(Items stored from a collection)

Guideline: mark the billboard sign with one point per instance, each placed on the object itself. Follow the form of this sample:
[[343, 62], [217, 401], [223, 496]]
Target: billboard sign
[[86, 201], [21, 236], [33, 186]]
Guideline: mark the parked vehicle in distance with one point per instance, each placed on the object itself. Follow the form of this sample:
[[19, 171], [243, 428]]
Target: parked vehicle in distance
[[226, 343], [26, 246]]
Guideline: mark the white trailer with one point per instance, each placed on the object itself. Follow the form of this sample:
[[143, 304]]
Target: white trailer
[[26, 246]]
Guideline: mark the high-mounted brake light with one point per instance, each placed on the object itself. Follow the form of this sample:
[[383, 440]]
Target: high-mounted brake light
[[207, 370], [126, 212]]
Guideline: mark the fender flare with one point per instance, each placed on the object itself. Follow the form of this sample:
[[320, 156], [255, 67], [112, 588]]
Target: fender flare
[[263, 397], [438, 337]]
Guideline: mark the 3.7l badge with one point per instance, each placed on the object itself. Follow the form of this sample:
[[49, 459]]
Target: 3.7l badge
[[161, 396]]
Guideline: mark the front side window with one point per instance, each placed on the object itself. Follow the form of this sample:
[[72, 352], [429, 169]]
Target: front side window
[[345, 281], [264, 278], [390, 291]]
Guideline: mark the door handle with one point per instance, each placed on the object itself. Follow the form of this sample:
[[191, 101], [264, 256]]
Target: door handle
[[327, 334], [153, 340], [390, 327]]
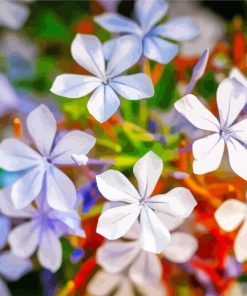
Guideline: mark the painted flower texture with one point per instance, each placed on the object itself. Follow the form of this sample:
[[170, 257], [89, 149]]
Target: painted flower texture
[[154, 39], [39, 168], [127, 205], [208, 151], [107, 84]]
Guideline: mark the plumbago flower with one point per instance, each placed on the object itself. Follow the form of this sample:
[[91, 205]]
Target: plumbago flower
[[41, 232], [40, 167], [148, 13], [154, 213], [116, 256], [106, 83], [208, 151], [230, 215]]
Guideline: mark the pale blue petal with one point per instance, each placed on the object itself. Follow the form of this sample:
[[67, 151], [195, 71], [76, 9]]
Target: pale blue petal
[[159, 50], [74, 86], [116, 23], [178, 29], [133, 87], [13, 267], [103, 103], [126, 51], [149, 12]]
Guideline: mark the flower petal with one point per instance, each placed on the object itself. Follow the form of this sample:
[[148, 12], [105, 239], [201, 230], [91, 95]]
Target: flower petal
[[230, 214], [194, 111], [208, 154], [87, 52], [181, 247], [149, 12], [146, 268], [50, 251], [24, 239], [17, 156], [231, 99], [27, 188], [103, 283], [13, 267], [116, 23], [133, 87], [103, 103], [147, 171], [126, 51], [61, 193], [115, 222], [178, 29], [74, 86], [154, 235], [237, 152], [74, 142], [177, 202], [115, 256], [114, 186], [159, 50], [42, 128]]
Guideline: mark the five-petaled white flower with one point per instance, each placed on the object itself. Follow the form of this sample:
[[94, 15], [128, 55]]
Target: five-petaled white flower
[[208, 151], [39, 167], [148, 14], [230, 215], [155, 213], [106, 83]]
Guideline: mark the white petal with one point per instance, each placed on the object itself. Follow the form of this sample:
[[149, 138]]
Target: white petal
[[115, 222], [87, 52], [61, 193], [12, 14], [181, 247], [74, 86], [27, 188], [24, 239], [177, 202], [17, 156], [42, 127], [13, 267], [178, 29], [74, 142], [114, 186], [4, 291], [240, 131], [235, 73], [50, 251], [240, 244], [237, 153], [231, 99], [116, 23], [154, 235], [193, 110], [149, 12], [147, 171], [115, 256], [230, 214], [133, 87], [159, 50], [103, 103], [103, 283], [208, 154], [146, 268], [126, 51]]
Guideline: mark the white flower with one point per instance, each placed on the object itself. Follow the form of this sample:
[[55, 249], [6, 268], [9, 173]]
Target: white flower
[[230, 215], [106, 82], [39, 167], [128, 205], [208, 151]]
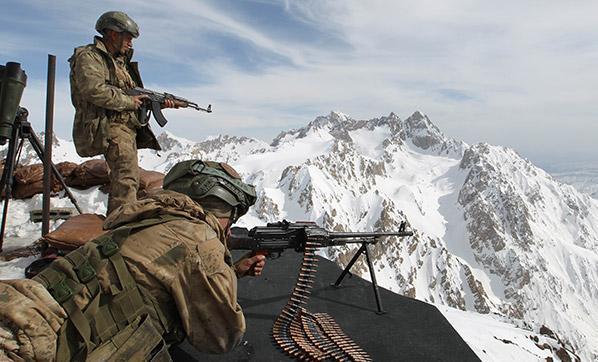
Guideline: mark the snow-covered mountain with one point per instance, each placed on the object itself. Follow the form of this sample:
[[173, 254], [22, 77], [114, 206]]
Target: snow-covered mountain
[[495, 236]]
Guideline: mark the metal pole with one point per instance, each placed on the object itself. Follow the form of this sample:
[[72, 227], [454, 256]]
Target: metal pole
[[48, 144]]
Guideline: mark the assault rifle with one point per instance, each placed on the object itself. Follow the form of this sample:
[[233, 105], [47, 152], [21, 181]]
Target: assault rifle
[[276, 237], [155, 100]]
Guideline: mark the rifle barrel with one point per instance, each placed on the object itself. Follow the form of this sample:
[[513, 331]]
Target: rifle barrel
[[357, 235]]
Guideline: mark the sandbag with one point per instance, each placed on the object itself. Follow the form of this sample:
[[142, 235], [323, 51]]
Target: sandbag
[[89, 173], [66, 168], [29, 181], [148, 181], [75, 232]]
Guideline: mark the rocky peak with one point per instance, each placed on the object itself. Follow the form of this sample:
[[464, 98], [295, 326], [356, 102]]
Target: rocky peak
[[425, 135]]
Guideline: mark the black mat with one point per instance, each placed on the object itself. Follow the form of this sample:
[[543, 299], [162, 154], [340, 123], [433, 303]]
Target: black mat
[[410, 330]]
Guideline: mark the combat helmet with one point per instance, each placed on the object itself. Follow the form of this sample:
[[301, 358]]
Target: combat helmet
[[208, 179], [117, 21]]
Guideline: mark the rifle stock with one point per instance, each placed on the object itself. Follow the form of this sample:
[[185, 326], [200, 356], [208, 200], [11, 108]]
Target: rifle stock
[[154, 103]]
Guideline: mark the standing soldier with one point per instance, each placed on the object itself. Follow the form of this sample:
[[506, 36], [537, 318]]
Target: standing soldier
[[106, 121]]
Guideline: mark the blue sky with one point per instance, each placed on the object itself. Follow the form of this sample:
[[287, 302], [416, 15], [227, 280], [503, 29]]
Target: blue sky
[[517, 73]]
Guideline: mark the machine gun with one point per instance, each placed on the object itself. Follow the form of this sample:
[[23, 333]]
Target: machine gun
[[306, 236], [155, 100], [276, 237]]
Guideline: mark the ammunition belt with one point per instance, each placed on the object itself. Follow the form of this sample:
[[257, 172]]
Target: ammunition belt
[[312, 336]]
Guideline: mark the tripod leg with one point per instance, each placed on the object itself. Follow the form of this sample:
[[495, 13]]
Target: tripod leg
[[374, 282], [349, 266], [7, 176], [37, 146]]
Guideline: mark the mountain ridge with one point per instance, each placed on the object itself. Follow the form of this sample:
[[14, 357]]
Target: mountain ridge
* * *
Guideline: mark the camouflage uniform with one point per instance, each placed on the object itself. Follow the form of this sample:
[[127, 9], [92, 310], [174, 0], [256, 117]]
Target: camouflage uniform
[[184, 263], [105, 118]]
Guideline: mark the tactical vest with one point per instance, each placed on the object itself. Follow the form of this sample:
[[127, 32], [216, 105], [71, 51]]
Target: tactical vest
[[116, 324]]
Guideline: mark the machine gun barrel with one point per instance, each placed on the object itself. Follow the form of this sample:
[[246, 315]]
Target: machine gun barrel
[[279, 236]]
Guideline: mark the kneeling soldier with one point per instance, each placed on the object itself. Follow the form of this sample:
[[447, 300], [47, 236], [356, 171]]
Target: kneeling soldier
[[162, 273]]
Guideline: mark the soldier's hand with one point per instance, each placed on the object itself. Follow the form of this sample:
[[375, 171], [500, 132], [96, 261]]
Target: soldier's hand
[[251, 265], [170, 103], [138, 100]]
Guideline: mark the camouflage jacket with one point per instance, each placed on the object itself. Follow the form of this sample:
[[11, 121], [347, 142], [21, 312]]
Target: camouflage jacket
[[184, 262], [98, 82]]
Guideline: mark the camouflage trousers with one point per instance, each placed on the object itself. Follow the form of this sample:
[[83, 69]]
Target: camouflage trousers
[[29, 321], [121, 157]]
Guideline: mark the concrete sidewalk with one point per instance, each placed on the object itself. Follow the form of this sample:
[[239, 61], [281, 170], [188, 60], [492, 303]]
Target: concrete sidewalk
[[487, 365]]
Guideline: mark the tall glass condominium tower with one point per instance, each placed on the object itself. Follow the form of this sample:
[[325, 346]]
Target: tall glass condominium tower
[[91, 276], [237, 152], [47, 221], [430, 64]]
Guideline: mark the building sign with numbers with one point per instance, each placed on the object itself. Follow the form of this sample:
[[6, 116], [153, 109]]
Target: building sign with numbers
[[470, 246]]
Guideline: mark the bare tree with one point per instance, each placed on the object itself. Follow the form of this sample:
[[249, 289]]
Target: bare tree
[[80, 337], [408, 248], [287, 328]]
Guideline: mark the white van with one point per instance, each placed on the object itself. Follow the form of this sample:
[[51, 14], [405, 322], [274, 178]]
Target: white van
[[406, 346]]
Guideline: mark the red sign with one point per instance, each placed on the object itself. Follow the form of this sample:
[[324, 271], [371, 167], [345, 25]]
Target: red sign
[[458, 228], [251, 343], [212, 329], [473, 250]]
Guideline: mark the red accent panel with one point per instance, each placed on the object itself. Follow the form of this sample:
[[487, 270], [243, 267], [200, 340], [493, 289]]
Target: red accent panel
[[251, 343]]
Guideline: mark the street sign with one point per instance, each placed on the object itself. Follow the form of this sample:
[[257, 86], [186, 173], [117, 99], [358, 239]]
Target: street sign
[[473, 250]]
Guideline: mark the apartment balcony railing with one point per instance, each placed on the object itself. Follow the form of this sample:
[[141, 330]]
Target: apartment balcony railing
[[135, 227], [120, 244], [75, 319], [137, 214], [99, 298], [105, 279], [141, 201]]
...
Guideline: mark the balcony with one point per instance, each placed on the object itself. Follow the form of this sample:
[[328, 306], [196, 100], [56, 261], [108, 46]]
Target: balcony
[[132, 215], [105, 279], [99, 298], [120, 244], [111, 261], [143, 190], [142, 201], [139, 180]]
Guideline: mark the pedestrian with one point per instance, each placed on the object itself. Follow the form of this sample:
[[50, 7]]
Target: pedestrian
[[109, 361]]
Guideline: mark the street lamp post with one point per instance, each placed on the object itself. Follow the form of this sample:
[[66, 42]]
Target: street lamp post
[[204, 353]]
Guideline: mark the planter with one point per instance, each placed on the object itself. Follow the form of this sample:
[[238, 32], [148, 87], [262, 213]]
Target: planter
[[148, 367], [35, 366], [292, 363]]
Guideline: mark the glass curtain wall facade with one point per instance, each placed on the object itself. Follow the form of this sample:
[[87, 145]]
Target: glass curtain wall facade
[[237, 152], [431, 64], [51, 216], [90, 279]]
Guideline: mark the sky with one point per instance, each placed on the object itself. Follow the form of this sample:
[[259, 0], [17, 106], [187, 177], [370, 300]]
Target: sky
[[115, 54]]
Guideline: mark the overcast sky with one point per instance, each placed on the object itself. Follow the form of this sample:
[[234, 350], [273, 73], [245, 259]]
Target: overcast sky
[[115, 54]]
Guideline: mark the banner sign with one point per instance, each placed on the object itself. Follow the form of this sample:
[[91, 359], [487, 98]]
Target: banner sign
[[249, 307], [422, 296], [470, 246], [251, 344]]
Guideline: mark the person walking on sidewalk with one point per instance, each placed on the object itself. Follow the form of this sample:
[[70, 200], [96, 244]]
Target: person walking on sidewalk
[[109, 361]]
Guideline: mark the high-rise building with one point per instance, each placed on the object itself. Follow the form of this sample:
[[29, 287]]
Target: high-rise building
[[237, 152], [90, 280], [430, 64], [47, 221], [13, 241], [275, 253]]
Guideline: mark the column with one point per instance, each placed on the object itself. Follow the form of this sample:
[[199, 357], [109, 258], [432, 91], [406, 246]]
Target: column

What is expected -
Render the lines as a Markdown table, starting at the line that contains "Guideline: mark the billboard" and ending at the line that contains "[[345, 281], [264, 278], [390, 291]]", both included. Use a column named Row for the row number and a column named Line text for the line itself, and leave out any blank lines.

Solution for this exercise -
| Row | Line text |
|---|---|
| 1 | Guideline: mark the billboard sign with one point per instance, each placed on the object itself. Follow the form of this sample: |
| 2 | [[343, 62], [217, 401], [223, 496]] |
| 3 | Target: billboard sign |
| 4 | [[86, 201], [21, 236], [33, 186]] |
| 5 | Guideline: mark the parked vehicle in distance with one point per instance, each placed on the object itself. Follow the form of this sample: |
| 6 | [[19, 171], [243, 428]] |
| 7 | Target: parked vehicle in distance |
| 8 | [[226, 343], [26, 246]] |
| 9 | Guideline: mark the white trailer with one point per instance, each placed on the object itself. Follow the form of this sample: |
| 10 | [[143, 304]] |
| 11 | Target: white trailer |
| 12 | [[26, 246]] |
| 13 | Guideline: mark the high-mounted brake light with one point per instance, each placed on the object itself. Follow the form of this sample: |
| 14 | [[383, 440]] |
| 15 | Target: high-mounted brake light |
| 16 | [[207, 370], [126, 212]] |
| 17 | Guideline: mark the fender flare with one point per instance, each placed on the object itself. Follow the form of this sample: |
| 18 | [[320, 156], [255, 67], [112, 588]] |
| 19 | Target: fender flare |
| 20 | [[263, 397], [438, 337]] |
| 21 | Guideline: mark the 3.7l badge with one point per instance, each placed on the object itself. Follow the form of this sample: |
| 22 | [[49, 459]] |
| 23 | Target: 3.7l badge |
| 24 | [[161, 396]] |
| 25 | Guideline: mark the front side window with one point per instance, each placed on the object itself. Follow the form of this sample: |
| 26 | [[72, 352], [429, 169]] |
| 27 | Target: front side window |
| 28 | [[345, 281], [264, 278], [390, 291]] |